Android and compatibility with deprecated armv7 instructions
Ard Biesheuvel
ard.biesheuvel at linaro.org
Fri Jul 4 01:33:59 PDT 2014
On 4 July 2014 10:24, Catalin Marinas <catalin.marinas at arm.com> wrote:
> On Fri, Jul 04, 2014 at 08:08:05AM +0100, Ard Biesheuvel wrote:
>> On 4 July 2014 00:47, Russell King - ARM Linux <linux at arm.linux.org.uk> wrote:
>> > On Thu, Jul 03, 2014 at 11:16:16PM +0100, Måns Rullgård wrote:
>> >> Will Deacon <will.deacon at arm.com> writes:
>> >>
>> >> > On Thu, Jul 03, 2014 at 06:05:58PM +0100, Russell King - ARM Linux wrote:
>> >> >> On Thu, Jul 03, 2014 at 05:22:30PM +0100, Grant Likely wrote:
>> >> >> > So, no. I completely reject any notion that breaking existing apps is
>> >> >> > okay. If we're going to say that v8 still supports 32-bit apps, then
>> >> >> > it has to be all of v7, not just the 'good' bits. Nor do I think
>> >> >> > saying "it's just a bunch of games" justifies anything. We're kernel
>> >> >> > engineers. Applications are applications and we don't break userspace.
>> >> >> > Period.
>> >> >>
>> >> >> +1 on all points above. I'd go further - if we're going to say that v8
>> >> >> still supports 32-bit apps, that covers at least v6 *as well*.

**DATASET EXTRACT:**
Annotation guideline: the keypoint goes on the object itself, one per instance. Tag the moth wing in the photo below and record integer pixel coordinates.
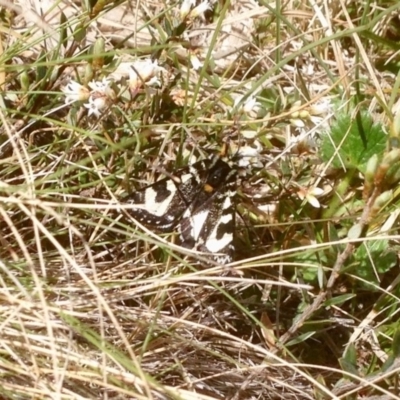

**REQUESTS:**
**a)** In the email thread about Android and deprecated armv7 instructions, what does the quoted message say kernel engineers don't break?
**b)** Extend the email thread about Android and deprecated armv7 instructions, starting right after its last line.

**RESPONSES BY TASK:**
**a)** Userspace.

**b)**
>> >> >
>> >> > We've never pretended to support anything other than ARMv8 in the compat
>> >> > layer. uname even reports this in the machine name.
>> >> >
>> >> > If people are suddenly so concerned about *full* compatibility with an ARMv7
>> >> > kernel, that needs a lot more than just SWP emulation:
>> >> >
>> >> > - Alignment fixups for ldm/stm
>> >>
>> >> No ARM variant ever supported unaligned ldm/stm.
>> >
>> > Quite right but that's not the point being discussed. Please note that
>> > the sentence says "with an ARMv7 *kernel*" - we are not talking about
>> > the architecture there.
>> >
>> > So, what's more to the point is that on 32-bit ARM userspace under Linux,
>> > we _have_ supported it since early 2000 up to present. It's not currently
>> > supported on 64-bit ARM running Linux, even when running a 32-bit binary
>> > in userspace.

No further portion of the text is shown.